• _O QUE PRODUZIR_: Atualize o trecho da reportagem sobre o cardeal Marchetto que vai de "04 Outubro 2023" até "por Crux, 02-10-2023.", trocando "historiador" por "estudioso".

• _TRECHO DA FONTE_:

^^^^^^^^

04 Outubro 2023
O cardeal Agostino Marchetto, considerado um dos cardeais “honorários” criados pelo Papa Francisco porque já tem mais de 80 anos e, portanto, inelegível para participar no próximo conclave, e um famoso historiador do Vaticano II, disse acreditar que o concílio não foi totalmente implementado e essa ideologia impediu uma interpretação verdadeira.
A reportagem é de Elise Ann Allen, publicada por Crux, 02-10-2023.
Secretário emérito do Pontifício Conselho da Pastoral para os Migrantes e os Itinerantes, Marchetto, 83 anos, recebeu o chapéu vermelho do Papa Francisco durante o consistório de sábado. Também conhecido pelos seus escritos sobre o Concílio Vaticano II, o prelado disse ao Crux antes do consistório que a sua nomeação foi “uma grande surpresa” e que inicialmente pensou que era um erro.
Ele disse acreditar que o papa decidiu lhe dar o barrete vermelho “para lançar luz sobre dois grandes compromissos da minha vida”, que, segundo ele, são as questões da migração e o seu trabalho no Concílio Vaticano II de 1962-1965.
Marchetto expressou a sua esperança de que o Concílio Vaticano II “seja um ponto de referência também para o Sínodo dos Bispos”, referindo-se ao próximo Sínodo dos Bispos sobre a Sinodalidade, que ocorrerá de 4 a 29 de outubro, como o primeiro de dois encontros sediados em Roma, com o objetivo de tornar a Igreja um lugar mais acolhedor e inclusivo. “É um concílio ecumênico, nós o temos lá, e que eu diria que não foi aplicado, porque nesses três pontos fundamentais do concílio aos quais é preciso prestar atenção, o primeiro é a objetividade histórica, e isso ainda falta", disse Marchetto.
Em termos da hermenêutica do chamado “Vaticano II”, Marchetto afirma que qualquer interpretação dele “deve ser eclesial. Ou seja, não deve ser uma ruptura com a Tradição com ‘T’ maiúsculo, deve ser uma evolução num sentido homogêneo deste crescer e transformar-se, tendo em conta que existe a tradição, a Palavra de Deus, etc.” Há também o aspecto da inculturação do ensinamento e da tradição da Igreja, que Marchetto disse preferir chamar de “encarnação” da fé em outras culturas, que ele disse ser um aspecto importante do Concílio.

^^^^^^^^

Itens de identificação de local

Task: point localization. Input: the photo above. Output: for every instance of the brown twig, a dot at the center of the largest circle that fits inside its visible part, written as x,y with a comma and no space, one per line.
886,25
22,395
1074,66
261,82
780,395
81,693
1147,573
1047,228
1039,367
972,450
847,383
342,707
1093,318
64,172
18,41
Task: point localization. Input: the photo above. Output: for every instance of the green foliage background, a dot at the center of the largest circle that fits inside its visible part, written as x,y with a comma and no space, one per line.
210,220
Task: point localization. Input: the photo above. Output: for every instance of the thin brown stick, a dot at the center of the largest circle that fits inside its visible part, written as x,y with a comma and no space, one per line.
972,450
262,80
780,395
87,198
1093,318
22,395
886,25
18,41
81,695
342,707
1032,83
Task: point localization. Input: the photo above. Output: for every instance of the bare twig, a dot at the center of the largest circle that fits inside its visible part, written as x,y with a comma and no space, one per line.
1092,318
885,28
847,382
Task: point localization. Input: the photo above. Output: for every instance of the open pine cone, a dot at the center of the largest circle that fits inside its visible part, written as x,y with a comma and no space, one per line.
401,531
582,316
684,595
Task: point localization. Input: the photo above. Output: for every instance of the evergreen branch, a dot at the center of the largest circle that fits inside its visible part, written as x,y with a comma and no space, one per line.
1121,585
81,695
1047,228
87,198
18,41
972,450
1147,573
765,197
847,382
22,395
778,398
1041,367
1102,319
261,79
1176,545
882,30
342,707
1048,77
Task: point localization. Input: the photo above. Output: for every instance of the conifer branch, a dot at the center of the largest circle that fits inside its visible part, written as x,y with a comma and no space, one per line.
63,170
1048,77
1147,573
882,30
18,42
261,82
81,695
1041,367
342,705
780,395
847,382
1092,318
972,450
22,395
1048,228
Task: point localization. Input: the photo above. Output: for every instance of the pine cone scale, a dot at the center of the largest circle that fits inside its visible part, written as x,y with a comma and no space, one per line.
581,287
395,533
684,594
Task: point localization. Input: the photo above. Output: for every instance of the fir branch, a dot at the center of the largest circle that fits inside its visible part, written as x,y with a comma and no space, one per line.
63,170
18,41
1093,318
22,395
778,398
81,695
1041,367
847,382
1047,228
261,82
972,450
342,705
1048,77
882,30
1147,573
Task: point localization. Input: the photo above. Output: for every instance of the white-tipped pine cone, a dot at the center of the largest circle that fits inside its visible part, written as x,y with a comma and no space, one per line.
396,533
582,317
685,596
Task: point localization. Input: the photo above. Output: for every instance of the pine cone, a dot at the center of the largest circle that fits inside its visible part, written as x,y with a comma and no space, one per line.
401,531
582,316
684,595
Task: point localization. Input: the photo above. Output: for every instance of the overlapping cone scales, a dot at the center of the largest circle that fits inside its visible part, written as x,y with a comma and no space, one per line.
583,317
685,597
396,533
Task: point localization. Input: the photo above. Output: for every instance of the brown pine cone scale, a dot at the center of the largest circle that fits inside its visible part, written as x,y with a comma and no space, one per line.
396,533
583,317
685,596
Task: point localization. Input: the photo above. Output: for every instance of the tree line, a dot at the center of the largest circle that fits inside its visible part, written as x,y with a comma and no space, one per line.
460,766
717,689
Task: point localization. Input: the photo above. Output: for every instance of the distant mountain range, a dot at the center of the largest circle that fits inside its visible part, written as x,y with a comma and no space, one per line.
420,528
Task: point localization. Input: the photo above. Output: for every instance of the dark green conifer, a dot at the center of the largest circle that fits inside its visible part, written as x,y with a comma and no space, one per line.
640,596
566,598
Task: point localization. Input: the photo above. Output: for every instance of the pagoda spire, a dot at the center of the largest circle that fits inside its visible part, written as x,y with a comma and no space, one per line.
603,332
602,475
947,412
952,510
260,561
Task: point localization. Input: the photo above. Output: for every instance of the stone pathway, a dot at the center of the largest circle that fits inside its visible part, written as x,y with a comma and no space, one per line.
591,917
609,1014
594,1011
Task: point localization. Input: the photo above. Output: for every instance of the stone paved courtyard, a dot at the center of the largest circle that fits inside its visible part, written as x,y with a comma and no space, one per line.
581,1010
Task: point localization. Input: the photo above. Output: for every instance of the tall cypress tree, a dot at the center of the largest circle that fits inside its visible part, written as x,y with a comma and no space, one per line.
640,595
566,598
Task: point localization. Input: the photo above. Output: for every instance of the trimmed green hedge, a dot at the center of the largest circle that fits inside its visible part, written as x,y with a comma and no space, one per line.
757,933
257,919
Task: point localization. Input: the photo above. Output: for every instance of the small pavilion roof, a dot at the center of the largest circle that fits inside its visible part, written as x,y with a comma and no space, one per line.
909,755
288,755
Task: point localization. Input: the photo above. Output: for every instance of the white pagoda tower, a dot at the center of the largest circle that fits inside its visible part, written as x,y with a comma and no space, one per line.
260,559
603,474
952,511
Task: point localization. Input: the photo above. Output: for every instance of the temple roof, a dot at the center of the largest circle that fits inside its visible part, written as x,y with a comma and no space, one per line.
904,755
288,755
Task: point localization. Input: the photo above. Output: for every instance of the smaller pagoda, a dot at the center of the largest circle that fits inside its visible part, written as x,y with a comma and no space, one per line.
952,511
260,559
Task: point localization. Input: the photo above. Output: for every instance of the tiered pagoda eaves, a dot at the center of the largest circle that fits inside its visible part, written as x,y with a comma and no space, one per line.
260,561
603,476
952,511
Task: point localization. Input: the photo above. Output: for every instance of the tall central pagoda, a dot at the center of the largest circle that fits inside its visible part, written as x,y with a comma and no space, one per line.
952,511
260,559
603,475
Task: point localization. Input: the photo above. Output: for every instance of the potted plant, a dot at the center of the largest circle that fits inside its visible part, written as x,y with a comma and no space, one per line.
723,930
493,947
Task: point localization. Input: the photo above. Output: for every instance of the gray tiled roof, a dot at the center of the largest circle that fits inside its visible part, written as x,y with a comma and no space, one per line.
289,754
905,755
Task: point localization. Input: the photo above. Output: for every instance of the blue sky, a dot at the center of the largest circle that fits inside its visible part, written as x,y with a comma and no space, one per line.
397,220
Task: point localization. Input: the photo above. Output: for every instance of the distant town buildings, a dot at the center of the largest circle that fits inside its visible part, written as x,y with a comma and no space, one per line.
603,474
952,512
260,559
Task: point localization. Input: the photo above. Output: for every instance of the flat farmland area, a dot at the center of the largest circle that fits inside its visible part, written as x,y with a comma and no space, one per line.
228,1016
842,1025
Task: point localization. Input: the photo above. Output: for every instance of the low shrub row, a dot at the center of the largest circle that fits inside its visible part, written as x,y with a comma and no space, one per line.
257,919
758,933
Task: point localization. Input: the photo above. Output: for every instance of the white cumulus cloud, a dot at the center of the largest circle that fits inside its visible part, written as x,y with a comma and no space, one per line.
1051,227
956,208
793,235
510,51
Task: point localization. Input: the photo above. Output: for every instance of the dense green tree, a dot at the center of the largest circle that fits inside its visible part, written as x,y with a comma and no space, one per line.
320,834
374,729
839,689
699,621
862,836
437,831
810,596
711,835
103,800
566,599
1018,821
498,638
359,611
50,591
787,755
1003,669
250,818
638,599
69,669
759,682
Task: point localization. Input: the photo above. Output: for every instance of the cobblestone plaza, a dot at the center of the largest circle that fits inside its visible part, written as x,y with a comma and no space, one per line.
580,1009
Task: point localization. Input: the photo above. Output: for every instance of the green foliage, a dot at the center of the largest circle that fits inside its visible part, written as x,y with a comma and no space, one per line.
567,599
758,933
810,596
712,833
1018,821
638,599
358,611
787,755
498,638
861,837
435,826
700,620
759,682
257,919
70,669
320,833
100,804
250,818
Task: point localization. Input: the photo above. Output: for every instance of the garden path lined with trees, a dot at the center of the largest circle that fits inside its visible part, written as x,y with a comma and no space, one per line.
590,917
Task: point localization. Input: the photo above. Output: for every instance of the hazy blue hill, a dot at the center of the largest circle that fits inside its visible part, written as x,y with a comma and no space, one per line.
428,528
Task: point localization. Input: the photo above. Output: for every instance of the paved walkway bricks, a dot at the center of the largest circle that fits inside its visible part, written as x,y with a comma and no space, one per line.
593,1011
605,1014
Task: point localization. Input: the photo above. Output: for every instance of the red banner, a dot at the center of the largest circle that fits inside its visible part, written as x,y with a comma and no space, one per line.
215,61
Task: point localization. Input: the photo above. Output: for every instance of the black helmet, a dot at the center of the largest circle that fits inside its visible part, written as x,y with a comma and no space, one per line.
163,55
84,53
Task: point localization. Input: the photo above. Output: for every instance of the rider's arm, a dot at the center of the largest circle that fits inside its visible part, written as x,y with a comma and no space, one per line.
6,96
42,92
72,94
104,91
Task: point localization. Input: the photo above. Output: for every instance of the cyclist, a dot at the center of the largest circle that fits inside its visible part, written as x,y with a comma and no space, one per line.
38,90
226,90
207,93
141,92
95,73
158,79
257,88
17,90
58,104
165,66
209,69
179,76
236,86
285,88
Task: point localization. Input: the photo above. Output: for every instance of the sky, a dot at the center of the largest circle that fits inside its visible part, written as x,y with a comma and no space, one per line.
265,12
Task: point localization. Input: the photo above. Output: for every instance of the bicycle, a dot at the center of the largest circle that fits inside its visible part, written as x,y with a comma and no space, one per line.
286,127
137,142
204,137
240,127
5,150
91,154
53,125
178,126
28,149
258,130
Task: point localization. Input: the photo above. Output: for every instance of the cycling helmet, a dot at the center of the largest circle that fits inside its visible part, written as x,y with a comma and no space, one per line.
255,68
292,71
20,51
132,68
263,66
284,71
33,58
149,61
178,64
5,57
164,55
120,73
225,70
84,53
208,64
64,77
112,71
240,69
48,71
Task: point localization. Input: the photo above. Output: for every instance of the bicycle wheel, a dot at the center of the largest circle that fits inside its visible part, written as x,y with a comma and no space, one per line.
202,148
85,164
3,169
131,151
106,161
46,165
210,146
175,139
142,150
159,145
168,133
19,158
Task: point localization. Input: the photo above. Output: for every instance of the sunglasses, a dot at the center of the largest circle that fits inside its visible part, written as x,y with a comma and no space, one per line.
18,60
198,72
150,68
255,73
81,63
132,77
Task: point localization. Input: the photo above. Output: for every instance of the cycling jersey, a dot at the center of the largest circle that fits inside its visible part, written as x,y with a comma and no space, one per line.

^^^^^^^^

• _RESPOSTA DA TAREFA_:
04 Outubro 2023
O cardeal Agostino Marchetto, considerado um dos cardeais “honorários” criados pelo Papa Francisco porque já tem mais de 80 anos e, portanto, inelegível para participar no próximo conclave, e um famoso estudioso do Vaticano II, disse acreditar que o concílio não foi totalmente implementado e essa ideologia impediu uma interpretação verdadeira.
A reportagem é de Elise Ann Allen, publicada por Crux, 02-10-2023.